Given request a – Reproduce verbatim the stretch of the market report from "The week that" through "gas to Germany.".

Supplied text –
Every Friday, Brian Jacobsen provides perspective on key events and topics of the current week and his thoughts about what the week ahead may hold. Here’s his report for the week of February 19–25, 2022.

The week that was

  • The S&P 500 had its first “official” correction since March 2020. It’s arbitrary, and nobody really governs the use of the term, but a correction is often viewed as a 10% drop in the S&P 500 based on its closing prices. The previous peak was January 3. For much of January, stocks struggled with the Federal Reserve’s (Fed’s) hawkish pivot, but February was mostly about the Russia‒Ukraine situation.
  • It was another rollercoaster week with the news flow on Russia and Ukraine. First there was to be a meeting between President Biden and President Putin, but then Putin recognized the independence and sovereignty of parts of Ukraine. Then Putin launched military strikes against Ukraine.
    • Germany halted certification of the Nord Stream 2 pipeline, a potentially important pipeline to get Russian gas to Germany.

Given request b – Identify every one of the rows below that contains the string "cover", treating uppercase and lowercase as different, and copy each such row.

Entries provided –
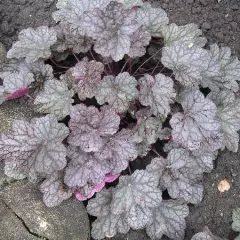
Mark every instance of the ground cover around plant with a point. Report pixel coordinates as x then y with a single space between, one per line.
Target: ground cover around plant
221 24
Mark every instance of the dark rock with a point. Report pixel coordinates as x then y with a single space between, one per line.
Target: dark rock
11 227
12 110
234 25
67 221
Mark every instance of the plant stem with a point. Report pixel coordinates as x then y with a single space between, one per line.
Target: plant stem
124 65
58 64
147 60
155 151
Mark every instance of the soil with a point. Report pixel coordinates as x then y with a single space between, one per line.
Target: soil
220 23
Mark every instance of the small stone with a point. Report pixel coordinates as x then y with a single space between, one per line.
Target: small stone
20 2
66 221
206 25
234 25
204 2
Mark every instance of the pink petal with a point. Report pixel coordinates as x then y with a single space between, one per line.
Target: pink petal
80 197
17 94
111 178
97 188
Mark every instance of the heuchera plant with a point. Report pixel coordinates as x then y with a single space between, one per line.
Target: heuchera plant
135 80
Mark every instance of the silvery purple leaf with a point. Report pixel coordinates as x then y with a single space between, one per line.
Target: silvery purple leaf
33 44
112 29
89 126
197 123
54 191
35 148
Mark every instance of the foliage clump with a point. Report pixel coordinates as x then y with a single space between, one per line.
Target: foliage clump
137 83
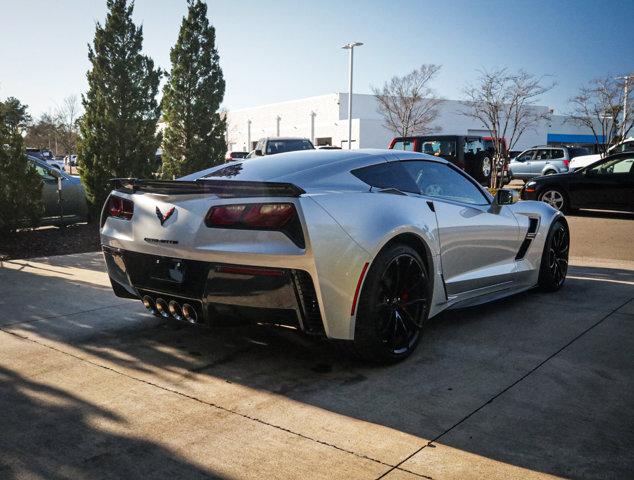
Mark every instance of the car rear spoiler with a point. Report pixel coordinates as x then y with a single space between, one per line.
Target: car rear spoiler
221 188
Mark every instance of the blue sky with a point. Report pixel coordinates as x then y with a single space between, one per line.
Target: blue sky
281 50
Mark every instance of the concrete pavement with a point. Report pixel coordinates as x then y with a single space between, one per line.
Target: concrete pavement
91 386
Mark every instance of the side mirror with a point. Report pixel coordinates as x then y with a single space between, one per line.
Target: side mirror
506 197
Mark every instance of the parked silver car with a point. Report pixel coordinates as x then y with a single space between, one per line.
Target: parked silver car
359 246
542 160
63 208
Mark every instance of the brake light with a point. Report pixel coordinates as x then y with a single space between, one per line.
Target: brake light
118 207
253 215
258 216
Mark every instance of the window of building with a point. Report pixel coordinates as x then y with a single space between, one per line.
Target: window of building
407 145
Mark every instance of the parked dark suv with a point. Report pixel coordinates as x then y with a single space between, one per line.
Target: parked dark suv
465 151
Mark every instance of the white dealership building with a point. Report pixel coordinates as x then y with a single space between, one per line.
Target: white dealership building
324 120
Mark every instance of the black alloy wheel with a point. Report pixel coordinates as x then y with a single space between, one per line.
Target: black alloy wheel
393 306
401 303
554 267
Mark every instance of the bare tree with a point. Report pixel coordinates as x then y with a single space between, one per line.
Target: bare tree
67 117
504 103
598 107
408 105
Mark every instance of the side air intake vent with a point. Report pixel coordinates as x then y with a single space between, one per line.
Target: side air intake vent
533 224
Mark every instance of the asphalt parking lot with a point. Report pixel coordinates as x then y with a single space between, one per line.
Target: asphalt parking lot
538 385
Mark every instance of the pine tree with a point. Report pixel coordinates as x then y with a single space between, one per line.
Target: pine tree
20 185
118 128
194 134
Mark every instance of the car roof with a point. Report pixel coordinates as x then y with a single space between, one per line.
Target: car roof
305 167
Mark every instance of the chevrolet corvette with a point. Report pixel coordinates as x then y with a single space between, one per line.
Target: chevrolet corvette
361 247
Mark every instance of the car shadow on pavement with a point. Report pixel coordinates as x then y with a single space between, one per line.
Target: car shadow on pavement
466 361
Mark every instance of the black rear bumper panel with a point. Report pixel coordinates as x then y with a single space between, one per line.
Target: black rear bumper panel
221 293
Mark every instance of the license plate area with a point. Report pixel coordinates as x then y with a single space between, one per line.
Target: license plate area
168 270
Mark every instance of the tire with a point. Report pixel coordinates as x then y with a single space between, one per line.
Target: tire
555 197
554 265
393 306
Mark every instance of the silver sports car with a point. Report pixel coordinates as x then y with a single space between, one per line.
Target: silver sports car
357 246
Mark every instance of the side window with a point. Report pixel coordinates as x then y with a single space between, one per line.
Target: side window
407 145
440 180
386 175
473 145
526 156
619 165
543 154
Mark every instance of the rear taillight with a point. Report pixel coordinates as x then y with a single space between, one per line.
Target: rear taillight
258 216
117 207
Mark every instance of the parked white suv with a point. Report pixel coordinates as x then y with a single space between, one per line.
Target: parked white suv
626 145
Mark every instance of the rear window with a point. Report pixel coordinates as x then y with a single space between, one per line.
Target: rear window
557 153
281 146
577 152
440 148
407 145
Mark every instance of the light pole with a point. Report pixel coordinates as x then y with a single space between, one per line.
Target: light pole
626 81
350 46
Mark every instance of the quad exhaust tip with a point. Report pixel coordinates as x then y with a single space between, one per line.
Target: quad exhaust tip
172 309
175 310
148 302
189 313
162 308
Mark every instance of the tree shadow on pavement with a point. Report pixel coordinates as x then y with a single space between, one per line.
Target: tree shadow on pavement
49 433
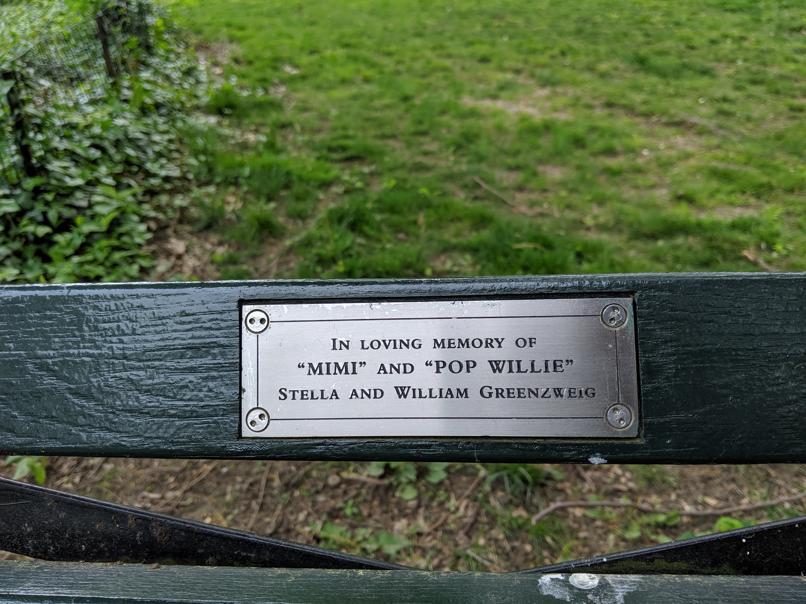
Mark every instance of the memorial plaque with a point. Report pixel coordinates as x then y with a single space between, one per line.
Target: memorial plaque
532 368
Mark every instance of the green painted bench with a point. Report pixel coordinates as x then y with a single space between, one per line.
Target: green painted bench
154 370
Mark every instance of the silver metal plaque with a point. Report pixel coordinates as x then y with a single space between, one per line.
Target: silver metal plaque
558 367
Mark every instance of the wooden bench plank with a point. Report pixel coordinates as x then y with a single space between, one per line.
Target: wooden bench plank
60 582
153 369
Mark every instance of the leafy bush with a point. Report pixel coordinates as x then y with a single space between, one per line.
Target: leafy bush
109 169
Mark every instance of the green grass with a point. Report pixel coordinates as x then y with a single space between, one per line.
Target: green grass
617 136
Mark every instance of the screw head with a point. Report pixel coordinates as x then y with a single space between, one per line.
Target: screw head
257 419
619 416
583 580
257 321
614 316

Exercise answer a –
The week that was

  • The S&P 500 had its first “official” correction since March 2020. It’s arbitrary, and nobody really governs the use of the term, but a correction is often viewed as a 10% drop in the S&P 500 based on its closing prices. The previous peak was January 3. For much of January, stocks struggled with the Federal Reserve’s (Fed’s) hawkish pivot, but February was mostly about the Russia‒Ukraine situation.
  • It was another rollercoaster week with the news flow on Russia and Ukraine. First there was to be a meeting between President Biden and President Putin, but then Putin recognized the independence and sovereignty of parts of Ukraine. Then Putin launched military strikes against Ukraine.
    • Germany halted certification of the Nord Stream 2 pipeline, a potentially important pipeline to get Russian gas to Germany.

Exercise answer b –
Mark every instance of the ground cover around plant with a point. Report pixel coordinates as x then y with a single space between, one per line.
Target: ground cover around plant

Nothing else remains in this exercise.